TRY IT
The answer should consist solely of the lines from the first one below through the line containing "Expected: for every instance of the wall", copied exactly.
Top of SUPPLIED MATERIAL
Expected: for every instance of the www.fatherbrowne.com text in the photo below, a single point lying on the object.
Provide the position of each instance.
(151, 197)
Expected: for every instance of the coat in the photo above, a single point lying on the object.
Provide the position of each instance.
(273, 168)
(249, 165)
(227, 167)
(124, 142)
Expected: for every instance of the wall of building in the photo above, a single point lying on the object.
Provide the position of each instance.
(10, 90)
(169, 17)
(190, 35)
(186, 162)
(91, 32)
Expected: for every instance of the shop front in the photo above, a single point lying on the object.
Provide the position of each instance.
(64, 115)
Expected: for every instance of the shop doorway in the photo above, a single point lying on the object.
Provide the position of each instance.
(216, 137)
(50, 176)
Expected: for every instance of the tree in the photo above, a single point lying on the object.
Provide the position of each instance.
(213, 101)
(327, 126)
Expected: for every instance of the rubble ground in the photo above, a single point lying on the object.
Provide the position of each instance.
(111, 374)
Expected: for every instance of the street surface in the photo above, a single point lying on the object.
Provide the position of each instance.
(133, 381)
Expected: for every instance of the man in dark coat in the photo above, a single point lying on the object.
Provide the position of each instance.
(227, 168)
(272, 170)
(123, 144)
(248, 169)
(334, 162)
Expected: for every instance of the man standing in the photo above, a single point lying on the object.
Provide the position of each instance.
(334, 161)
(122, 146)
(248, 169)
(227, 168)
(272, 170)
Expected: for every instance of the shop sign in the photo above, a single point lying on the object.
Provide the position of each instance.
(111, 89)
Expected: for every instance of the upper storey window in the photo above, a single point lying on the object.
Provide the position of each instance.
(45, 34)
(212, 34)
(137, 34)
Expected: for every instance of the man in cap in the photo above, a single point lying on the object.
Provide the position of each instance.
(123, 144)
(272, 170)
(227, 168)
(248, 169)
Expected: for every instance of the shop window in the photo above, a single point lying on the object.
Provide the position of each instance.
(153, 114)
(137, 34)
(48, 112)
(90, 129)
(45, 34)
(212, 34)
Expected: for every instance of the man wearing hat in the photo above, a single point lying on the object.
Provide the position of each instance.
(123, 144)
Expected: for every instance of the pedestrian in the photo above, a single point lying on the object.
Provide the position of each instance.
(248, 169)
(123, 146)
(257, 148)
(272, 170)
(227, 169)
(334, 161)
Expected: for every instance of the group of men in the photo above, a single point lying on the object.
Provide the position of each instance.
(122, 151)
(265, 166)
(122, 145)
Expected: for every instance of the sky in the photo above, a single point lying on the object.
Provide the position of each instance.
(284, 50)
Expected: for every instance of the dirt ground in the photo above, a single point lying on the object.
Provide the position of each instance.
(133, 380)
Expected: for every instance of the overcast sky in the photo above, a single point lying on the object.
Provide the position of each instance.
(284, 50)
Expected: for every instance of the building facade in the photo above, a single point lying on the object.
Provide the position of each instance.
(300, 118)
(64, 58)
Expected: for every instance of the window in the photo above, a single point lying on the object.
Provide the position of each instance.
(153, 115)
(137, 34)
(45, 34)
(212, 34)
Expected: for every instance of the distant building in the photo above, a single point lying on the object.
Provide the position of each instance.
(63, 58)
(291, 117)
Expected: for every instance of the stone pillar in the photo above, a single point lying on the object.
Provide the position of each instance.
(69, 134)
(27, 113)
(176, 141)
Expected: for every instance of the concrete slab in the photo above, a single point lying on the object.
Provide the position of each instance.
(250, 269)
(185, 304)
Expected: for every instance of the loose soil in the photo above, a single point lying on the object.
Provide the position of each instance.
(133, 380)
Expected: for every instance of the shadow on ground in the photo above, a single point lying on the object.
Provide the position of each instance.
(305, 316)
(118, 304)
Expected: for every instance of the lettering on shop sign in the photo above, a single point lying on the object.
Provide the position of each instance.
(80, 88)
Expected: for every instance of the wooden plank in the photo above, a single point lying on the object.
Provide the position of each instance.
Bottom of SUPPLIED MATERIAL
RESPONSE BOX
Expected: for every instance of the www.fatherbrowne.com text in the photo below, a single point lying on the object.
Provide the position of each instance.
(151, 197)
Expected: for every instance of the coat in the photo above, a single point lying on the object.
Provide the position of each instance.
(273, 168)
(249, 165)
(227, 167)
(124, 142)
Expected: for every instance of the wall of building in the photo above, a single point lying on the object.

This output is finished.